— WHAT TO WORK ON —
Below are records that must be duplicated exactly.

Stored data
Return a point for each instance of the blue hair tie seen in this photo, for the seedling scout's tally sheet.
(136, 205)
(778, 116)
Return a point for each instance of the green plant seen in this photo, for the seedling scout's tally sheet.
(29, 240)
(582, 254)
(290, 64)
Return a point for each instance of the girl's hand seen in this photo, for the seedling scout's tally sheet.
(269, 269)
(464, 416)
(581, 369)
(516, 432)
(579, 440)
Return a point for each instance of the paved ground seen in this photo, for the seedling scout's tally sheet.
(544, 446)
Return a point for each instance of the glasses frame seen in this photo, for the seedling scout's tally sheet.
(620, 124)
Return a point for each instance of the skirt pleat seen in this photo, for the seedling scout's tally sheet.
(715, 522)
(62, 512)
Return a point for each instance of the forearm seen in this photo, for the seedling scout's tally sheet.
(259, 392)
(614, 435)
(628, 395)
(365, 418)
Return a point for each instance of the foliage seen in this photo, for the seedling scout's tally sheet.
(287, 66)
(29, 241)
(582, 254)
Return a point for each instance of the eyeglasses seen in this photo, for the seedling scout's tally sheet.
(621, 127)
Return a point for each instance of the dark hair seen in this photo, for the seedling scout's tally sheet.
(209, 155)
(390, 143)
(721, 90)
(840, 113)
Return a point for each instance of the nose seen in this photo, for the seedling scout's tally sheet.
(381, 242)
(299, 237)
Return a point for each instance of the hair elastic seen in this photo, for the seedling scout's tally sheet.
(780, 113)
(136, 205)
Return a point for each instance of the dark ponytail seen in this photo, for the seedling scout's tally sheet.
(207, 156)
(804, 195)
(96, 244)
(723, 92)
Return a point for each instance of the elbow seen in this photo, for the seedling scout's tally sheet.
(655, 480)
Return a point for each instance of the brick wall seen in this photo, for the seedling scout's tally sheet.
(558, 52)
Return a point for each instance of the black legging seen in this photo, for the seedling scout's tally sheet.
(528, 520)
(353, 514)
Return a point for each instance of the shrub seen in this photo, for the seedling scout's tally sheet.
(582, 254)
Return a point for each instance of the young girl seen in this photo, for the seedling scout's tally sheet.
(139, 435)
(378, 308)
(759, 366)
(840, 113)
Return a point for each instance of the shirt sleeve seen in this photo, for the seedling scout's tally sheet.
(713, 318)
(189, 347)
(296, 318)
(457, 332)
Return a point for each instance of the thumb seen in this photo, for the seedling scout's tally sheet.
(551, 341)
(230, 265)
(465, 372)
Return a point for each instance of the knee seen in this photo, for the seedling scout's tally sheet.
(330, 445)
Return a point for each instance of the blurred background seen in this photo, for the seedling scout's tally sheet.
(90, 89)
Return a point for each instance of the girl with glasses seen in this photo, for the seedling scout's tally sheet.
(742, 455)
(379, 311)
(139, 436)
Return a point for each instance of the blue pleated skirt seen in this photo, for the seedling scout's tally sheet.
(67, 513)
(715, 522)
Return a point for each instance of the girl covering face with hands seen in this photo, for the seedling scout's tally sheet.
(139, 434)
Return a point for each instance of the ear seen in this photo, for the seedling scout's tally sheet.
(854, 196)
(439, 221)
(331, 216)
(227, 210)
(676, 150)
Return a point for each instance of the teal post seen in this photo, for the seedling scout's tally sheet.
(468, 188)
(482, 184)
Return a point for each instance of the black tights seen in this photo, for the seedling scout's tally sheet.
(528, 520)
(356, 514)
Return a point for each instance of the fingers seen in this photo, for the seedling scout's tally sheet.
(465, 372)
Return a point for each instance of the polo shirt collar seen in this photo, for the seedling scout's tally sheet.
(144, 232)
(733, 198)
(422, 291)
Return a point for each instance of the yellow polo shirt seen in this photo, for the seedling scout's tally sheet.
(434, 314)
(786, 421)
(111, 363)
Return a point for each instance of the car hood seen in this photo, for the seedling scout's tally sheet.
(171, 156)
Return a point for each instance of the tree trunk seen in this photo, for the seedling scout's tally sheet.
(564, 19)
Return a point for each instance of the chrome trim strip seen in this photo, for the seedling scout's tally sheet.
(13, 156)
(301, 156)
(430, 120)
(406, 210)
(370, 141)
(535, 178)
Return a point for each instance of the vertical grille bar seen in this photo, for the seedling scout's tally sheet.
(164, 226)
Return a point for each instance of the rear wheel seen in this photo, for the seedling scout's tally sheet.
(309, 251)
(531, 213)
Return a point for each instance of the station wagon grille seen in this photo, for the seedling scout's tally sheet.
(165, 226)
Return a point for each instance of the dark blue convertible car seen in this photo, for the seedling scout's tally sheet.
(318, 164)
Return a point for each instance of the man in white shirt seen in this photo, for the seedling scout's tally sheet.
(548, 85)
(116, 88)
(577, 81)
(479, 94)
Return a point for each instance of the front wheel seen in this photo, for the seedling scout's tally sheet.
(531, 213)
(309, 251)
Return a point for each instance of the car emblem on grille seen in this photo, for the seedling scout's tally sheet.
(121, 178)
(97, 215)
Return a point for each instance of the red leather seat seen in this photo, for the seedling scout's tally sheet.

— SOLUTION FOR THIS PROBLEM —
Return a point for each instance of the blue hair tie seen in this photo, for the seedling scout's tally sheet.
(136, 205)
(778, 116)
Return a point for each instance of the green plant seen in this photo, for the seedling scout's tally sheet.
(29, 240)
(582, 254)
(290, 64)
Return a point for each instance of the girl's hand seen in this photo, for the seedling scout's tally sheet.
(269, 269)
(464, 416)
(581, 369)
(516, 432)
(579, 440)
Return a point for each instance of the paved ground seen in this photo, for the seedling scout's tally sheet.
(544, 446)
Return a point for each instance of the glasses frame seen in this photo, for the seedling scout's tally sheet.
(620, 124)
Return a point for each instance of the skirt pleat seen in this photo, for the seedling scout's tally sheet.
(715, 522)
(62, 512)
Return a point for each instance of the forearm seen in this photo, for the seedling scout's tally sheet.
(259, 392)
(614, 435)
(628, 395)
(365, 418)
Return a point for each instance of the foliage seen in this photo, for the seedling scout's tally sheet.
(287, 66)
(29, 241)
(582, 254)
Return a point for each instance of the eyeglasses seen in this photo, for the seedling scout's tally sheet.
(621, 127)
Return a point for each instance of the dark hair seen in this photo, for the seedling scout's tally sheet.
(209, 155)
(390, 143)
(721, 90)
(840, 113)
Return a point for each instance of the nose seen in this photo, for the seedling scout's tally sheet.
(381, 242)
(299, 237)
Return a point for each instance of the hair elastic seen in this photo, for the seedling scout's tally sheet.
(780, 113)
(136, 205)
Return a point for each instance of the dark ponytail seen in this photo, for the seedling scout's tally sheet.
(207, 156)
(804, 195)
(96, 244)
(723, 92)
Return a point for each instance of the elbow seen in this photo, for the seedling scout's tally sheet.
(655, 480)
Return a point for each instance of the brick wall seen in this photo, for the seedling scout's tally sheet.
(558, 52)
Return a point for each instance of the black legging seen in this photo, for the seedling scout's tally sheet.
(528, 520)
(353, 514)
Return a point for each instance of the shrub seen in this photo, for the seedling scout's tally sheet.
(582, 254)
Return a point for each instance of the young girl seen in this photo, for the seedling scout's tally sheet.
(139, 435)
(378, 308)
(759, 366)
(840, 113)
Return a point for each instance of the shirt sleeve seen in this photo, for the seedling scout's tally sheet.
(713, 318)
(189, 347)
(296, 318)
(457, 332)
Return a point for each instance of the thumb seen in this photo, for the seedling scout's tally sheet.
(551, 341)
(230, 265)
(465, 372)
Return a point for each instance of the knee seen in this photo, for the seedling scout's tally sheet.
(330, 445)
Return a point for each instance of the blurred background seen in this photo, for the seedling scout's tally sheet.
(90, 89)
Return a point for each instance of the girl with glasses seen in this photo, for the seedling scout's tally sheet.
(742, 455)
(379, 311)
(139, 436)
Return a point for each instance of the blue pleated skirt seen in this photo, for the seedling scout's tally sheet.
(67, 513)
(715, 522)
Return a point for each instance of the girl covering face with hands seen in this photo, for the seedling scout's tally sheet.
(139, 434)
Return a point for each instance of the ear seen in this photo, for the seedling scout's tally sheet.
(854, 196)
(439, 221)
(331, 216)
(227, 210)
(676, 150)
Return a point for each instance of the teal post seen in this photo, for the seedling scout's tally sheet.
(468, 188)
(482, 184)
Return a point for each instance of the black tights seen in this photo, for the seedling scout's tally sheet.
(528, 520)
(356, 514)
Return a point for each instance of the fingers seen in this photo, for the seedling scout's tally sheet.
(465, 372)
Return a point for each instance of the polo shirt collar seen in this photo, for the seedling scout's tally sheet.
(144, 232)
(733, 198)
(422, 291)
Return a point for each instance of the yellow polo shirt seen in this photo, for the seedling scout's tally sheet.
(434, 314)
(786, 421)
(111, 363)
Return a point for each instance of the car hood seen in this photo, for the seedling scout's tally sheet.
(171, 156)
Return a point for each instance of the tree trunk seen in this photo, for the seedling scout's tally sheet.
(564, 19)
Return a point for each instance of the chrome trim strip seen in this photo, for the seedling scout's tally sheet.
(13, 156)
(301, 156)
(430, 120)
(406, 210)
(370, 141)
(535, 178)
Return a point for each instance of the vertical grille bar seen in this photo, for the seedling scout's tally sheet.
(164, 226)
Return a point for each instance of the rear wheel seen in this photo, for the seedling scout's tally sheet.
(309, 251)
(531, 213)
Return a point for each instance of the station wagon grille seen in this photo, for the seedling scout's tally sheet.
(165, 226)
Return a point for each instance of the dark blue convertible car seen in this photo, for the seedling scout's tally sheet.
(318, 164)
Return a point for each instance of the man in white shirt seen in this photo, for the seedling scout's tally sheet.
(548, 85)
(116, 88)
(577, 81)
(479, 94)
Return a point for each instance of the front wheel seen in this photo, for the seedling scout's tally sheet.
(531, 213)
(309, 251)
Return a point for each instance of the car emblem on grille seen in this photo, for the seedling scout's tally sheet.
(121, 178)
(97, 215)
Return a point for each instance of the red leather seat seen in this photo, for the seedling scout's tally sheet.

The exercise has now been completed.